* _Task to carry out_:
Every line from the first in the listing below to the line containing "TARGET: the doorway trim" is to be repeated exactly, and no line past it.

* _Provided records_:
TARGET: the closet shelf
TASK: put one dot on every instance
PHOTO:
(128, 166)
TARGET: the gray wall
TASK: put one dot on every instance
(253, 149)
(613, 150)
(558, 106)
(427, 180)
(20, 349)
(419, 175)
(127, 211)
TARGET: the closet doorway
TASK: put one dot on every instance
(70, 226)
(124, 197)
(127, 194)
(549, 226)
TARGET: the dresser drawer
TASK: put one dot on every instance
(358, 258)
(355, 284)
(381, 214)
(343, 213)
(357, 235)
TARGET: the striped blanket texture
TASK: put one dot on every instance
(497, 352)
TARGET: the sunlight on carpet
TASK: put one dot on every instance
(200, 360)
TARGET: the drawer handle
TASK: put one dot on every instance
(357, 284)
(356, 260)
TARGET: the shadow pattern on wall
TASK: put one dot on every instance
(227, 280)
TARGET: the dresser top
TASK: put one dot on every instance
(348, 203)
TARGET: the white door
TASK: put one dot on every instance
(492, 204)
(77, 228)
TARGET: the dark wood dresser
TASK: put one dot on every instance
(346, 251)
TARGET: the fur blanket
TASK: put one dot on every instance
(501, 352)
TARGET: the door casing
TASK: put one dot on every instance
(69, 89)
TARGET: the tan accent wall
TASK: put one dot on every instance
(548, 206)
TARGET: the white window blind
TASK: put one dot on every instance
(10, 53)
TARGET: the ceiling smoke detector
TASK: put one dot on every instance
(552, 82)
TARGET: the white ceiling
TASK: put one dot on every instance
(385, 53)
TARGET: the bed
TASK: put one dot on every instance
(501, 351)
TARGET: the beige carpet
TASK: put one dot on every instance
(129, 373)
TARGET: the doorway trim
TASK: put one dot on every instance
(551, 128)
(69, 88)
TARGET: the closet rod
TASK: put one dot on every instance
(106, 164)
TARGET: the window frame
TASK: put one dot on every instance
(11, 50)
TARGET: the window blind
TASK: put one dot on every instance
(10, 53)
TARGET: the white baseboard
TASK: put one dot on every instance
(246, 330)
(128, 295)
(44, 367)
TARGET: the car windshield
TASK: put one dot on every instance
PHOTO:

* _Written response_:
TARGET: the closet shelf
TASK: put one dot on every instance
PHOTO:
(128, 166)
TARGET: the gray wall
TASK: put one dot on every instance
(253, 149)
(613, 150)
(558, 106)
(427, 180)
(20, 349)
(419, 175)
(127, 211)
TARGET: the closet doorway
TASK: put one dot on every instance
(70, 226)
(124, 197)
(127, 194)
(549, 226)
TARGET: the dresser drawer
TASK: put one dot on every instance
(358, 258)
(355, 284)
(381, 214)
(343, 213)
(357, 235)
TARGET: the striped blanket texture
TASK: put one dot on every instance
(497, 352)
TARGET: the sunlight on carpet
TASK: put one dot on every instance
(200, 360)
TARGET: the drawer handle
TASK: put one dot on every instance
(357, 284)
(356, 260)
TARGET: the shadow pattern on wall
TASK: put one dot on every instance
(227, 280)
TARGET: the dresser top
TASK: put one dot on every instance
(348, 203)
TARGET: the white door
TASK: put one dot on every instance
(492, 204)
(77, 228)
TARGET: the dark wood dresser
TASK: put one dot on every instance
(346, 251)
TARGET: the fur blanket
TASK: put one dot on every instance
(501, 352)
TARGET: the door casing
TASK: put one dot on every instance
(69, 89)
TARGET: the tan accent wall
TASK: put one dot on every instance
(548, 206)
TARGET: the white window blind
TASK: put one dot on every instance
(10, 53)
TARGET: the ceiling smoke detector
TASK: put one dot on every instance
(552, 82)
TARGET: the white ceiling
TASK: put one dot on every instance
(385, 53)
TARGET: the bed
TASK: put one dot on every instance
(501, 351)
TARGET: the beige carpet
TASK: put one dot on every instance
(129, 373)
TARGET: the doorway trim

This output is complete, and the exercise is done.